>> Start LISTED RECORDS
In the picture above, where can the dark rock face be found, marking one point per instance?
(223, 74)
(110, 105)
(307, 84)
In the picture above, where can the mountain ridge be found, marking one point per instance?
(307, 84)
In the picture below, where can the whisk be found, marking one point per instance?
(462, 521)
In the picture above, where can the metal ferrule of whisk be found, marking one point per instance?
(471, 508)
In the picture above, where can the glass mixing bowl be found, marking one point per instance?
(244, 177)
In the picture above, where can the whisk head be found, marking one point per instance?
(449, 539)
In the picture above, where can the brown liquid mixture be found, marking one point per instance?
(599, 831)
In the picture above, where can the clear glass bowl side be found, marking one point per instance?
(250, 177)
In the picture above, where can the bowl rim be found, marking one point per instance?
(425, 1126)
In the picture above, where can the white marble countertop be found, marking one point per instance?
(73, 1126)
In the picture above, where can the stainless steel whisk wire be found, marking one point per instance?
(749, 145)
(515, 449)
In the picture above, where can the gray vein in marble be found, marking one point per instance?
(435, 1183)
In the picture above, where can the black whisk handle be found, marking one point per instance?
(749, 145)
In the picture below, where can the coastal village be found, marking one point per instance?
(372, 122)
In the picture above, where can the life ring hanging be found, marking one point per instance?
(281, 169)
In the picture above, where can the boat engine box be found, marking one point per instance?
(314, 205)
>> End LISTED RECORDS
AIM OF THE TASK: Nothing but the lines from the one with "In the picture above, where can the stainless" through the last line should be repeated, each exactly as it stands.

REPLY TO THE EXERCISE:
In the picture above, where can the stainless steel whisk wire be found, marking one point per instance?
(749, 145)
(515, 449)
In the picture above, where can the gray vein in marble be found, marking one point per instance?
(435, 1183)
In the picture above, where can the black whisk handle be found, marking one point per instance?
(749, 145)
In the picture below, where can the coastal village be found, marking one point per instance?
(372, 122)
In the picture above, where can the life ring hanging be found, marking one point per instance?
(281, 169)
In the picture above, where can the boat engine box be found, marking one point per instance?
(314, 205)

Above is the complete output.